Request: In the listing below, rename "stone wall" to "brick wall" in the lines starting at "Where can the stone" and ending at "point(325, 289)", and give back only those lines with nothing else changed.

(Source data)
■ ■ ■ ■ ■

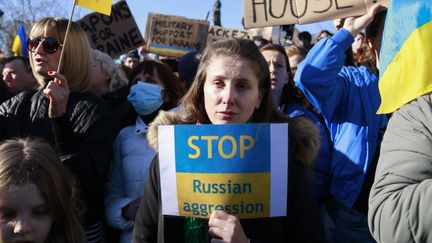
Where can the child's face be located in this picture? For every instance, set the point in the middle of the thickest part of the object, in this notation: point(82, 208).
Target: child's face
point(24, 215)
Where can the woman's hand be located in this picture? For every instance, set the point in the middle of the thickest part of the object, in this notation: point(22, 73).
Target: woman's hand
point(355, 24)
point(225, 227)
point(57, 91)
point(130, 210)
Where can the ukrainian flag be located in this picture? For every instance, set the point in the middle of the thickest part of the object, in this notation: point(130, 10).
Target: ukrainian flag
point(406, 54)
point(19, 45)
point(100, 6)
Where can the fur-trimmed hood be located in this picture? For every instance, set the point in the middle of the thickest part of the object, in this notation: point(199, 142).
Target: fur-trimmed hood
point(304, 135)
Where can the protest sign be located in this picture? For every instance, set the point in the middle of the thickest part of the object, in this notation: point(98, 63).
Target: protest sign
point(219, 33)
point(115, 34)
point(175, 36)
point(240, 169)
point(261, 13)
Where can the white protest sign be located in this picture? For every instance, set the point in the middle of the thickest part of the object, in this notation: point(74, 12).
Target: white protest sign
point(219, 33)
point(115, 34)
point(175, 36)
point(262, 13)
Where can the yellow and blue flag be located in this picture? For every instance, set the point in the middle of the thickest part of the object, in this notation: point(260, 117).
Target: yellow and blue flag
point(100, 6)
point(406, 54)
point(19, 45)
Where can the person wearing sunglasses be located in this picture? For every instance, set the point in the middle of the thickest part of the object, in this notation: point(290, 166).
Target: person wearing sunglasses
point(75, 122)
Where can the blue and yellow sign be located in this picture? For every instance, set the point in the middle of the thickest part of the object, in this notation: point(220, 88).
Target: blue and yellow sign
point(234, 168)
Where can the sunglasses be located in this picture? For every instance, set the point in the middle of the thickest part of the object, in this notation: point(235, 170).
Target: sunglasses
point(49, 44)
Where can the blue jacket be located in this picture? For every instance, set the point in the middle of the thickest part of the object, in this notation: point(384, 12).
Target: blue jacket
point(348, 98)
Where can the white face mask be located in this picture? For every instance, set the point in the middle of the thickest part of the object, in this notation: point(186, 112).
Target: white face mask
point(145, 97)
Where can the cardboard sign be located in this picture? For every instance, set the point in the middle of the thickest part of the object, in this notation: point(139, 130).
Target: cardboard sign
point(219, 33)
point(261, 13)
point(175, 36)
point(240, 169)
point(115, 34)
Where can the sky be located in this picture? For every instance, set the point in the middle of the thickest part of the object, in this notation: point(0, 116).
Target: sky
point(231, 12)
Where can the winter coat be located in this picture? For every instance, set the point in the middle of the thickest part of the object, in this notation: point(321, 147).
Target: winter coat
point(127, 174)
point(348, 98)
point(320, 182)
point(400, 199)
point(301, 225)
point(82, 138)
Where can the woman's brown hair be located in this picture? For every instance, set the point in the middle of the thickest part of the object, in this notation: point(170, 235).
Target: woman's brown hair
point(241, 49)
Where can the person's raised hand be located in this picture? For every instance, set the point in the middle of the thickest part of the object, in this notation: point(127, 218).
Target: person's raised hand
point(355, 24)
point(57, 91)
point(225, 227)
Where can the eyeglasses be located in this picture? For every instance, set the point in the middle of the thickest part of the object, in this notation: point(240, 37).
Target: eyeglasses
point(50, 44)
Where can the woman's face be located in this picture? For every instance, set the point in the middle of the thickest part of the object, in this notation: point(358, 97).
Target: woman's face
point(278, 69)
point(231, 91)
point(24, 215)
point(43, 61)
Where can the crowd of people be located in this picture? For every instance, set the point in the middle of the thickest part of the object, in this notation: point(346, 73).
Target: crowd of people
point(79, 142)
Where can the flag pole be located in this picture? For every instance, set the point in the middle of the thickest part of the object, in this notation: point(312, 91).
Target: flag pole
point(66, 35)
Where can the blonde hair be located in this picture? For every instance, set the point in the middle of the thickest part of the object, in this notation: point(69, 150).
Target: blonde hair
point(111, 70)
point(33, 161)
point(76, 63)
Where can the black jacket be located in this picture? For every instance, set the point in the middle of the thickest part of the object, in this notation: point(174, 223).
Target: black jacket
point(83, 139)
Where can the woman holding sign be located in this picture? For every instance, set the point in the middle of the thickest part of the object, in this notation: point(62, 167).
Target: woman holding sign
point(73, 121)
point(233, 86)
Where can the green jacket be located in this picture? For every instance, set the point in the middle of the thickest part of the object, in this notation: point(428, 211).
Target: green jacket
point(400, 202)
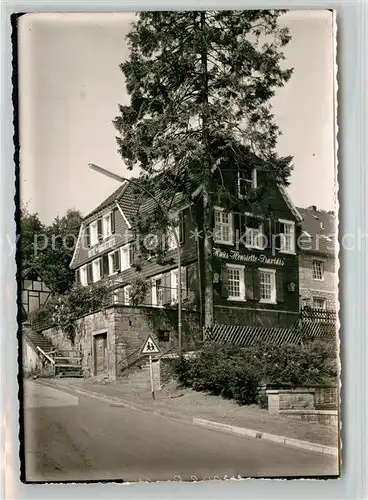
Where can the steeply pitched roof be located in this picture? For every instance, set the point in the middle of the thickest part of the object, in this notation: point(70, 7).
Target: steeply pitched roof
point(319, 228)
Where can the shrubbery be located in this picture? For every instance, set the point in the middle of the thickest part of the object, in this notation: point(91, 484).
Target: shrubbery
point(238, 373)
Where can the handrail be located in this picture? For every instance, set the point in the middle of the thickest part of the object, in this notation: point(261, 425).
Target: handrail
point(46, 355)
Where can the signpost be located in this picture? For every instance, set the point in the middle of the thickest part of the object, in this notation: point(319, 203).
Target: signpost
point(150, 347)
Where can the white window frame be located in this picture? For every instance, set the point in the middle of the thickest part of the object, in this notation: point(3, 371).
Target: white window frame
point(106, 225)
point(110, 257)
point(221, 241)
point(241, 269)
point(93, 233)
point(322, 263)
point(83, 275)
point(125, 257)
point(283, 248)
point(253, 182)
point(96, 270)
point(174, 285)
point(127, 295)
point(272, 273)
point(319, 299)
point(250, 230)
point(154, 290)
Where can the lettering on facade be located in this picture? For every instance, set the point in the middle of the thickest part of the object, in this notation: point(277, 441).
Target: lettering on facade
point(102, 247)
point(241, 257)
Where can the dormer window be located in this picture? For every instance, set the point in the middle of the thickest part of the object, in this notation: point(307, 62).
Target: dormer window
point(247, 180)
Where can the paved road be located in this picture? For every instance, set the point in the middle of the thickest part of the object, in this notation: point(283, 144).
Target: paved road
point(69, 438)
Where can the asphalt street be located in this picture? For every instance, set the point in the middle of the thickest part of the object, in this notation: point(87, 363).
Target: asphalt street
point(76, 438)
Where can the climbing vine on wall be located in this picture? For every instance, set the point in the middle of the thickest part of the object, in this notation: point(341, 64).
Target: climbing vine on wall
point(63, 310)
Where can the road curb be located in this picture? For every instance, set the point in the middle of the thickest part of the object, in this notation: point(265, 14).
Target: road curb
point(240, 431)
point(275, 438)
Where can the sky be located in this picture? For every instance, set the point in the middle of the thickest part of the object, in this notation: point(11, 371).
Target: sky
point(70, 85)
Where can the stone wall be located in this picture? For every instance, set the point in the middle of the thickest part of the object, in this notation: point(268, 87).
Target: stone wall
point(325, 289)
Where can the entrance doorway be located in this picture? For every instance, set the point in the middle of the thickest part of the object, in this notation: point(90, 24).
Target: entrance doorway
point(100, 353)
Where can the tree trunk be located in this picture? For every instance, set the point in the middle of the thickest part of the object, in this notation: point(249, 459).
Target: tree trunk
point(207, 212)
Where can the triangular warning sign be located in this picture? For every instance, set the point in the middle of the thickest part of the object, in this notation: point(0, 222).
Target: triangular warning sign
point(150, 346)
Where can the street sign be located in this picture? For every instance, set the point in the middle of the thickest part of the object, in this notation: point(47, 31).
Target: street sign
point(150, 346)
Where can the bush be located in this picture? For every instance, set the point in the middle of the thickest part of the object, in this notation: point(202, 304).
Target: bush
point(239, 373)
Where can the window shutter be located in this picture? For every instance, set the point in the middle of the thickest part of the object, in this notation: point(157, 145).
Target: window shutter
point(99, 229)
point(182, 227)
point(112, 216)
point(89, 273)
point(249, 285)
point(224, 283)
point(256, 285)
point(87, 238)
point(279, 286)
point(105, 265)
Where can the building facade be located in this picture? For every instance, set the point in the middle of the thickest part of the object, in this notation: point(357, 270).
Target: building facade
point(254, 264)
point(317, 259)
point(35, 292)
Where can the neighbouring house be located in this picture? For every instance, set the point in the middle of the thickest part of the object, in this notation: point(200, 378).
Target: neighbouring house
point(318, 259)
point(255, 261)
point(35, 293)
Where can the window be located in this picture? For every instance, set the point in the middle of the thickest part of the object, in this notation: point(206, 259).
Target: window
point(83, 276)
point(247, 179)
point(236, 285)
point(254, 235)
point(126, 256)
point(163, 335)
point(96, 270)
point(287, 236)
point(107, 225)
point(114, 262)
point(319, 303)
point(318, 270)
point(157, 291)
point(175, 285)
point(127, 295)
point(171, 240)
point(267, 285)
point(223, 232)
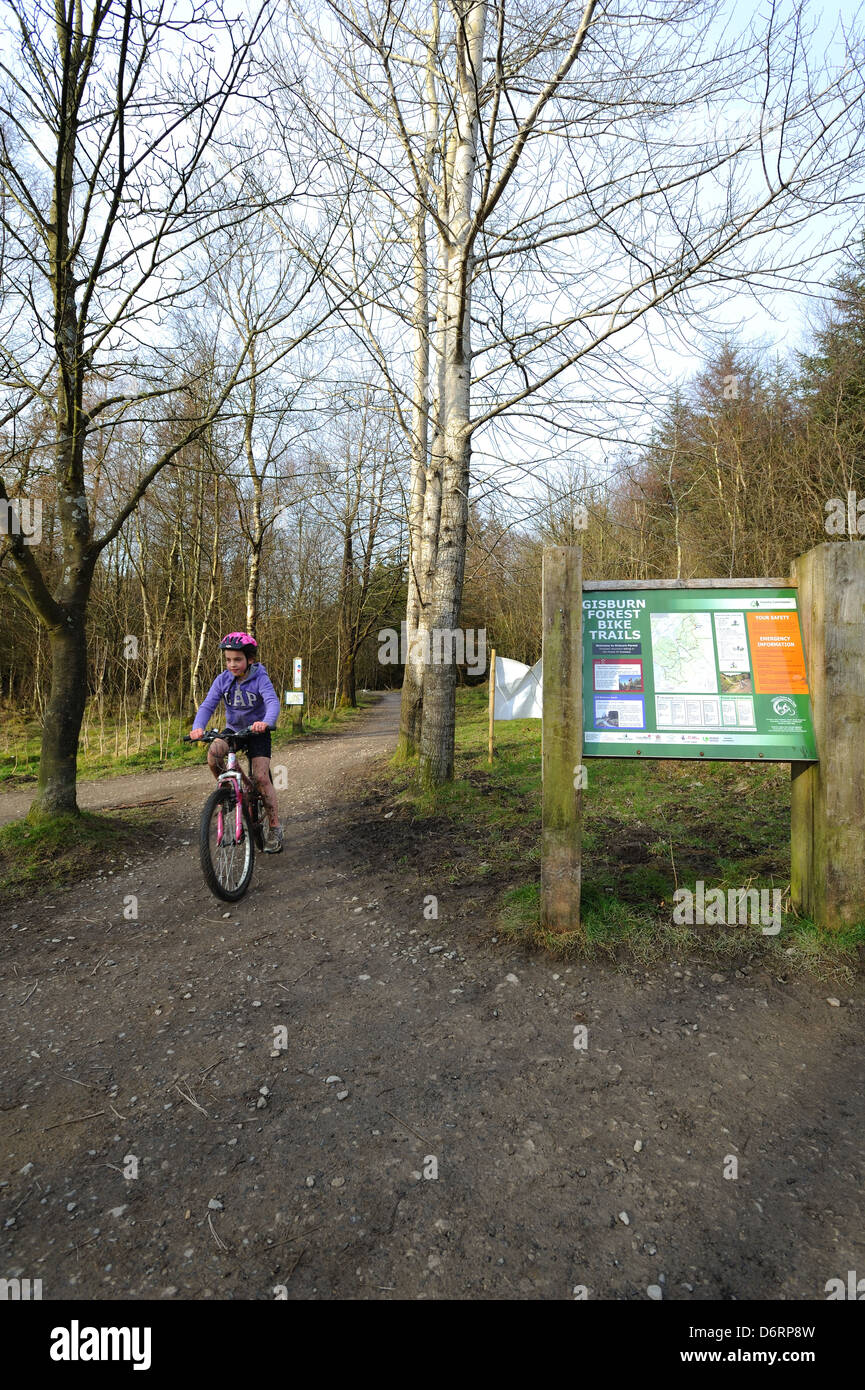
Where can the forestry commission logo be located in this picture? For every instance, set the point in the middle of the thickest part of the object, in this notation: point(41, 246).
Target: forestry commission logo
point(783, 705)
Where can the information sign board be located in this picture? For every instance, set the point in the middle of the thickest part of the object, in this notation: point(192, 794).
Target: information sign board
point(694, 673)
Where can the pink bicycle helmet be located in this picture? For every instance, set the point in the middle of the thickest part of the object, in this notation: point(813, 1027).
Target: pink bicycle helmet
point(241, 642)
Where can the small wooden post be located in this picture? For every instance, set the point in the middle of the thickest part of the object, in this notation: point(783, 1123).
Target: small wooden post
point(562, 738)
point(491, 699)
point(828, 823)
point(296, 710)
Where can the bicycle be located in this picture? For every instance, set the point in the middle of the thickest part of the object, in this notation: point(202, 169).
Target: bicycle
point(234, 822)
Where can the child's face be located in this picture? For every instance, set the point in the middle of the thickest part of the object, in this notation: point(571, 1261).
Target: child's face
point(237, 663)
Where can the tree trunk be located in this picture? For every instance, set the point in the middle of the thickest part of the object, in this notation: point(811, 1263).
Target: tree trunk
point(456, 268)
point(63, 716)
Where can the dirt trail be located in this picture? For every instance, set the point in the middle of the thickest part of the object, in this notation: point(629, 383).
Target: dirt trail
point(429, 1129)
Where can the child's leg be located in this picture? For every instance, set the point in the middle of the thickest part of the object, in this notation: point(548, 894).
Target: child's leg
point(260, 774)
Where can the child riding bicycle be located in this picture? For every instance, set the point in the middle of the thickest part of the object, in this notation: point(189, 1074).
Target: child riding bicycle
point(251, 704)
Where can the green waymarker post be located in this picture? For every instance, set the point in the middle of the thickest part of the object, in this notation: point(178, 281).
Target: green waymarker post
point(714, 669)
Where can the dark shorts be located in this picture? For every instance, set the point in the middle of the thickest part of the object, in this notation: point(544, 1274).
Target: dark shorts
point(257, 745)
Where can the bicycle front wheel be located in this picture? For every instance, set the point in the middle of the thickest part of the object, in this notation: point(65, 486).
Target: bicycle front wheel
point(227, 862)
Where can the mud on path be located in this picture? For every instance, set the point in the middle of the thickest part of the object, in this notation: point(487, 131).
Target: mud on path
point(429, 1130)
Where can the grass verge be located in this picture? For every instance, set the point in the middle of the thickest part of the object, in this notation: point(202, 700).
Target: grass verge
point(648, 830)
point(60, 849)
point(136, 745)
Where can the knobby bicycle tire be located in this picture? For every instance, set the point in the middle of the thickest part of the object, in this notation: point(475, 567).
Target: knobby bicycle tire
point(225, 797)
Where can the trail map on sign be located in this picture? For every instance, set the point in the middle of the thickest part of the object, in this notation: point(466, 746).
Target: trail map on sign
point(683, 652)
point(694, 673)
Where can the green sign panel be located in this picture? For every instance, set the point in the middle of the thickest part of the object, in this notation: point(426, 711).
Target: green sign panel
point(694, 673)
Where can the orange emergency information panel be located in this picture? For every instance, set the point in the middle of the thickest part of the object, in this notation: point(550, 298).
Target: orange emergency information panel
point(776, 653)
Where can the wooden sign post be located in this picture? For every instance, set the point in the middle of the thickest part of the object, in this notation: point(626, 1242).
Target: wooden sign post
point(562, 738)
point(491, 701)
point(828, 830)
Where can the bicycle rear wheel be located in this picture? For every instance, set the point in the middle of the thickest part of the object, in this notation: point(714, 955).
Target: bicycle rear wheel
point(227, 863)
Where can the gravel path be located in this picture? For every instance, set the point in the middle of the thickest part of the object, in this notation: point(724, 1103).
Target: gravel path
point(326, 1091)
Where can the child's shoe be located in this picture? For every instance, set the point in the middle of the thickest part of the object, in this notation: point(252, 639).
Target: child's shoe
point(273, 840)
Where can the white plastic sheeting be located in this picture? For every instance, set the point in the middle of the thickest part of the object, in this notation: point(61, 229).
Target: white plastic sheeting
point(518, 690)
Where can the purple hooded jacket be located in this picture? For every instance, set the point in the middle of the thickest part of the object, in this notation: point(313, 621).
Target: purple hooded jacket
point(248, 699)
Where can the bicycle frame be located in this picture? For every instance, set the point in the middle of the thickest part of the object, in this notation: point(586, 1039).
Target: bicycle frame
point(242, 788)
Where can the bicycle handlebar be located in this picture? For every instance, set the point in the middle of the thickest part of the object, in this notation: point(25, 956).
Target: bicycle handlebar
point(228, 734)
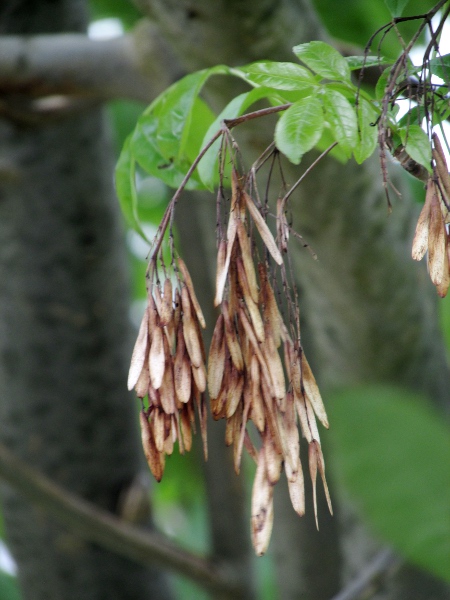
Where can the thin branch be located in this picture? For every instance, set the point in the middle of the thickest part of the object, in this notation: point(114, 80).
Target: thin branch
point(369, 580)
point(101, 527)
point(129, 66)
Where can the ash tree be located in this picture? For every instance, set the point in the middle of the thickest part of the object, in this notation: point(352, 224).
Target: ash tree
point(284, 294)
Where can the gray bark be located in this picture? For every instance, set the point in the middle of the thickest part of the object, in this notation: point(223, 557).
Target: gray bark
point(65, 337)
point(368, 312)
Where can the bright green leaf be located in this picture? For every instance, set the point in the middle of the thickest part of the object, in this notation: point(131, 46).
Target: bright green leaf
point(367, 131)
point(341, 117)
point(417, 145)
point(279, 75)
point(300, 128)
point(9, 590)
point(323, 60)
point(358, 62)
point(125, 188)
point(208, 166)
point(396, 7)
point(440, 66)
point(393, 453)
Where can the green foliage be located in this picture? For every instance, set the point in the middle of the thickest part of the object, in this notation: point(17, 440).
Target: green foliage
point(9, 589)
point(326, 108)
point(299, 128)
point(396, 7)
point(393, 453)
point(417, 144)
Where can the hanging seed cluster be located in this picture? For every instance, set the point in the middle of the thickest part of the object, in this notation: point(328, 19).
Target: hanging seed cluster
point(168, 367)
point(246, 379)
point(431, 231)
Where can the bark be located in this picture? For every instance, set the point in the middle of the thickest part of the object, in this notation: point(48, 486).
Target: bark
point(65, 338)
point(368, 312)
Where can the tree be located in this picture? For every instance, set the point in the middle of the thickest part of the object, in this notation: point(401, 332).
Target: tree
point(359, 268)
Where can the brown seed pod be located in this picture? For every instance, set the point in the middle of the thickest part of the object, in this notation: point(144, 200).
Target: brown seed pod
point(231, 338)
point(190, 287)
point(262, 507)
point(247, 260)
point(157, 358)
point(139, 352)
point(264, 231)
point(154, 458)
point(216, 359)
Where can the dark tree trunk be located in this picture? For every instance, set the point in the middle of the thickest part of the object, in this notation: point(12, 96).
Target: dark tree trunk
point(65, 337)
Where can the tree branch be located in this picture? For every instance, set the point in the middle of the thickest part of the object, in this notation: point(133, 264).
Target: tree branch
point(369, 580)
point(100, 527)
point(136, 66)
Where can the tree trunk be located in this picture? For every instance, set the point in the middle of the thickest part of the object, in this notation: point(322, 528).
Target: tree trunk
point(65, 337)
point(368, 312)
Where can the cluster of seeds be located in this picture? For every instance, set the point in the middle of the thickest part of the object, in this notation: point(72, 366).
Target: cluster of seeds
point(431, 231)
point(246, 379)
point(168, 367)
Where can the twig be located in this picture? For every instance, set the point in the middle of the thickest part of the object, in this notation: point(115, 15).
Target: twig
point(369, 580)
point(101, 527)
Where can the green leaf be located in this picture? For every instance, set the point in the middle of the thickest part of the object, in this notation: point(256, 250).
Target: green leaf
point(393, 453)
point(341, 117)
point(300, 128)
point(9, 590)
point(396, 7)
point(358, 62)
point(126, 189)
point(417, 145)
point(168, 135)
point(367, 131)
point(440, 66)
point(323, 60)
point(208, 166)
point(279, 75)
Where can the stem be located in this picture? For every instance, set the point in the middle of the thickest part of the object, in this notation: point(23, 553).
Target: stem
point(101, 527)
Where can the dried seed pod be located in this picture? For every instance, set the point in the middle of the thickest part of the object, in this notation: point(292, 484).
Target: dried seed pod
point(271, 312)
point(182, 370)
point(155, 459)
point(296, 487)
point(264, 231)
point(441, 167)
point(312, 392)
point(139, 352)
point(143, 382)
point(274, 460)
point(234, 392)
point(186, 429)
point(262, 507)
point(199, 375)
point(221, 272)
point(166, 306)
point(190, 287)
point(420, 242)
point(315, 458)
point(257, 412)
point(158, 429)
point(239, 440)
point(436, 239)
point(253, 309)
point(190, 331)
point(231, 338)
point(216, 359)
point(247, 260)
point(167, 389)
point(307, 418)
point(157, 358)
point(273, 362)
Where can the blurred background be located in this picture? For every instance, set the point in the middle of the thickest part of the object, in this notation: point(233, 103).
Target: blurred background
point(72, 293)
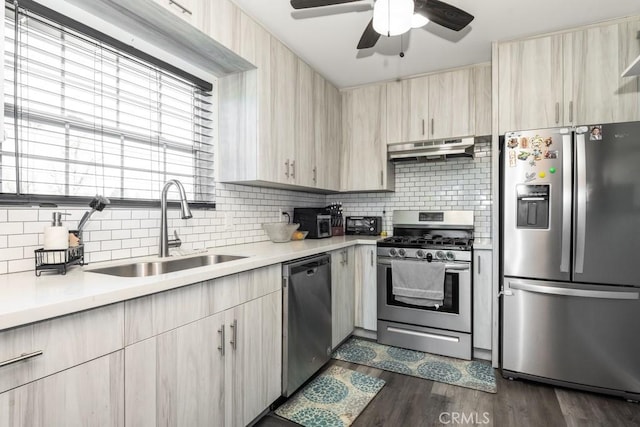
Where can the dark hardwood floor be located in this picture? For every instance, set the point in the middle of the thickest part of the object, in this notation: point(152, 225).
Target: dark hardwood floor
point(408, 401)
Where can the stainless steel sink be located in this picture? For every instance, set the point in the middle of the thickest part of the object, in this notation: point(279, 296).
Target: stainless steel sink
point(167, 265)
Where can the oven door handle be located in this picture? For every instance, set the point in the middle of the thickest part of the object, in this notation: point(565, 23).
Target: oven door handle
point(448, 267)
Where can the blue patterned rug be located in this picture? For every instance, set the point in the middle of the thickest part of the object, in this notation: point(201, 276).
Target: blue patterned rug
point(464, 373)
point(334, 398)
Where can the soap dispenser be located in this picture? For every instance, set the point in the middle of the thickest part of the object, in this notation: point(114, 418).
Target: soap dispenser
point(56, 236)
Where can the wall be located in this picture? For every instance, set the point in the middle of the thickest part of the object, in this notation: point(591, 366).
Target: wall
point(462, 183)
point(123, 233)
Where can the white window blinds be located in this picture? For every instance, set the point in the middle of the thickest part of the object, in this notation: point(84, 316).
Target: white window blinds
point(82, 118)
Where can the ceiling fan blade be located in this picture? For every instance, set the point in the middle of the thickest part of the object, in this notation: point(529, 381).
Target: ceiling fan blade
point(443, 14)
point(369, 37)
point(306, 4)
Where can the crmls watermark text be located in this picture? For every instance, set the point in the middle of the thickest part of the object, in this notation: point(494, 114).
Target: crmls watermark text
point(464, 418)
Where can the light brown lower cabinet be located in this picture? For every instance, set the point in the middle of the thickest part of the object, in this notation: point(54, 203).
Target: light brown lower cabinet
point(89, 394)
point(222, 370)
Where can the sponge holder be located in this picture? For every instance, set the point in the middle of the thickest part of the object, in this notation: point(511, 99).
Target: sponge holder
point(58, 259)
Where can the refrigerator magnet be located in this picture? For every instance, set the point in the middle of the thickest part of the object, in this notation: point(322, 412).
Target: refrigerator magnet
point(595, 133)
point(529, 177)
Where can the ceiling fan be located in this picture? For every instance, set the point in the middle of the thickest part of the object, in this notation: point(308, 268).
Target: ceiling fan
point(395, 17)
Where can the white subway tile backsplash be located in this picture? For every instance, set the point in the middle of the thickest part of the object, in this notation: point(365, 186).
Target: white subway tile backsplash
point(19, 240)
point(11, 228)
point(21, 215)
point(117, 233)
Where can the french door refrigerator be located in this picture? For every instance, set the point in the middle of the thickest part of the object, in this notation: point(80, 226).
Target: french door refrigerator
point(571, 257)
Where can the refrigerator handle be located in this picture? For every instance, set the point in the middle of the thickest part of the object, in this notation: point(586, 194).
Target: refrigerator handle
point(566, 203)
point(573, 292)
point(581, 205)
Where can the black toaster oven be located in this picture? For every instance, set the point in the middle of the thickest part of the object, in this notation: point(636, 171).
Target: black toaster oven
point(364, 225)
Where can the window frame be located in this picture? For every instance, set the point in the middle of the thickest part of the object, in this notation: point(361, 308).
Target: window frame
point(14, 199)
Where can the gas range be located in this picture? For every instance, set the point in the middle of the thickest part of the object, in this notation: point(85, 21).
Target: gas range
point(430, 236)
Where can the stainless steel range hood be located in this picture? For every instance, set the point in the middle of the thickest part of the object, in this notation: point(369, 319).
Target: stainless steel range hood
point(430, 150)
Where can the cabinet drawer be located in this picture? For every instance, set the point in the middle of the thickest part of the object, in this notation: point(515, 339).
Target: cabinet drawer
point(59, 344)
point(161, 312)
point(90, 394)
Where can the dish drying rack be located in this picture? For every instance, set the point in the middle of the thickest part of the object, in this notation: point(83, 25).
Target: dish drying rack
point(58, 259)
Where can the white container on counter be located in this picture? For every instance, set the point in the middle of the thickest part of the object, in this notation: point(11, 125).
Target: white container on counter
point(56, 236)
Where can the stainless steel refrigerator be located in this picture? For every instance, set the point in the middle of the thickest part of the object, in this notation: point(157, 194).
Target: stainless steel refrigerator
point(570, 262)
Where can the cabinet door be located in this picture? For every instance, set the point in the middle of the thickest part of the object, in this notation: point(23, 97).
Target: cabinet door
point(184, 9)
point(482, 99)
point(284, 67)
point(254, 366)
point(342, 294)
point(305, 153)
point(482, 299)
point(364, 165)
point(594, 61)
point(366, 313)
point(451, 104)
point(416, 109)
point(531, 86)
point(177, 378)
point(90, 394)
point(328, 152)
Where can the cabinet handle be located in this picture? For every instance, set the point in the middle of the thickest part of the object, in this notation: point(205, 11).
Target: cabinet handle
point(182, 8)
point(234, 334)
point(23, 356)
point(571, 112)
point(221, 346)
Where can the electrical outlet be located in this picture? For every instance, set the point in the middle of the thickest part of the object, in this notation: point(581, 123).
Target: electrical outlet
point(228, 221)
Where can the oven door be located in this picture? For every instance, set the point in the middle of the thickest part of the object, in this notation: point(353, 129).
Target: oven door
point(453, 315)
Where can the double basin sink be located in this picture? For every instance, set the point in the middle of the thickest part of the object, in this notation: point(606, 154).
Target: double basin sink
point(166, 265)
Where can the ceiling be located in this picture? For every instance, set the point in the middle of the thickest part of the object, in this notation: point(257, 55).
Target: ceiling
point(326, 38)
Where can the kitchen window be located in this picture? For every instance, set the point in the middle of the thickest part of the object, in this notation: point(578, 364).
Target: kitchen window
point(85, 117)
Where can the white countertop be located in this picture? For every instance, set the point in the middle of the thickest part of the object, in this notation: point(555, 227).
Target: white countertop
point(25, 298)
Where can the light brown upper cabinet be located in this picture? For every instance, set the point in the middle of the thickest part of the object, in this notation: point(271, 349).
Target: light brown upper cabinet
point(593, 62)
point(569, 79)
point(364, 153)
point(530, 83)
point(408, 110)
point(450, 104)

■ ■ ■ ■ ■

Final answer:
Where can the brick wall be located in this picture? For every instance, set the point in the middle of the thickest part of the object, in this notation: point(268, 87).
Target: brick wall
point(325, 289)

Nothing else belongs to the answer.